**The exercise**
Rewrite the records from the line with "Objective — indicate every instance of the snowy" through the end of the records as a two-column CSV with the columns entry and answer. Give one row per record, with its text and its answer each in a single quoted field and line breaks replaced by spaces.
--- start Input data ---
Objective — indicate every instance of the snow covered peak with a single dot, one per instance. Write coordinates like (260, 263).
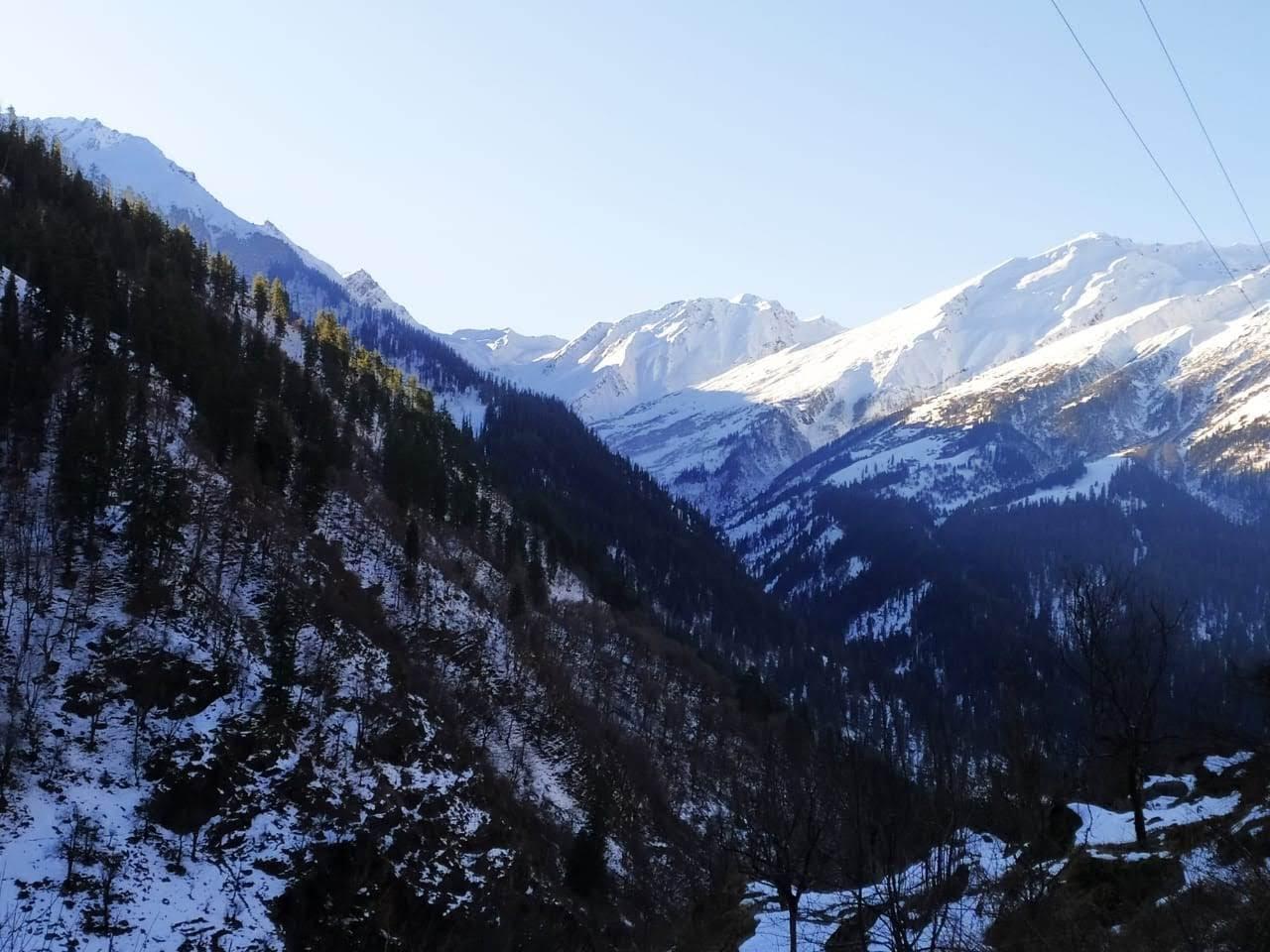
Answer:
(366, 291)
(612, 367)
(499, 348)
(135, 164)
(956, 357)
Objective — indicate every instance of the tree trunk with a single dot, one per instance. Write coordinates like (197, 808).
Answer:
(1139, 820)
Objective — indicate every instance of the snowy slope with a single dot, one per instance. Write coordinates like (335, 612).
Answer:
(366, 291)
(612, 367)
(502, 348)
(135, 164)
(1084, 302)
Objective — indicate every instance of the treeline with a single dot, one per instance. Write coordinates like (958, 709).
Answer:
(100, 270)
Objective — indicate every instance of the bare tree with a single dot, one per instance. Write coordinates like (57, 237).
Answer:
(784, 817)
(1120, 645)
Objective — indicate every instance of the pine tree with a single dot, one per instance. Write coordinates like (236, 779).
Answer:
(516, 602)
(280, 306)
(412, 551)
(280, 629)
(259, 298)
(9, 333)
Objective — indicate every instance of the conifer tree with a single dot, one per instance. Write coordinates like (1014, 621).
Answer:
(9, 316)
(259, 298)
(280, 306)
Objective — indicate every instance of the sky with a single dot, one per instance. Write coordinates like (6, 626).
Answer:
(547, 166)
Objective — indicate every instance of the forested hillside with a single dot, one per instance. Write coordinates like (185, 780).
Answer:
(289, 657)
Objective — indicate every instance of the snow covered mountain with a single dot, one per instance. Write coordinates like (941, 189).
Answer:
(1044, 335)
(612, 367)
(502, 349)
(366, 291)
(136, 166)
--- end Input data ---
**Output below**
entry,answer
"Objective — indicate every instance of the snowy slope with a single dot, one per instance. Write coordinates like (335, 612). Answer:","(366, 291) (612, 367) (502, 348) (135, 164) (1084, 302)"
"Objective — indicate every instance of the treeline with a single dot, one per instance. Write coordinates like (958, 709). Answer:","(100, 270)"
"Objective — indicate every instance of the bare tree with a single dot, one per instance. Write coordinates like (57, 237). Answer:","(784, 817) (1120, 645)"
"Objective — indicate every instance of the pine tree with a single dot, one per instance. Write coordinates like (236, 779). Answer:","(516, 602) (280, 306) (412, 551) (280, 629) (259, 298) (9, 333)"
"Objective — indicate every instance of the conifer tree with a single dot, one per instance. Write coordinates like (1014, 621). Answer:","(9, 316) (259, 298) (280, 306)"
"Objective — indicate every instance of the sky with a single dot, one per instance. Write coordinates like (6, 626). Answer:","(547, 166)"
"Objective — indicate every instance of the forested hillside with a single dot, one per instance. Write coordinates like (185, 780). Answer:","(289, 657)"
"Objective — indicate every instance of the snow covered mountain with a single dot, one per instance. Write coordinates like (941, 189). Answer:","(1044, 335) (612, 367) (502, 349) (366, 291) (136, 166)"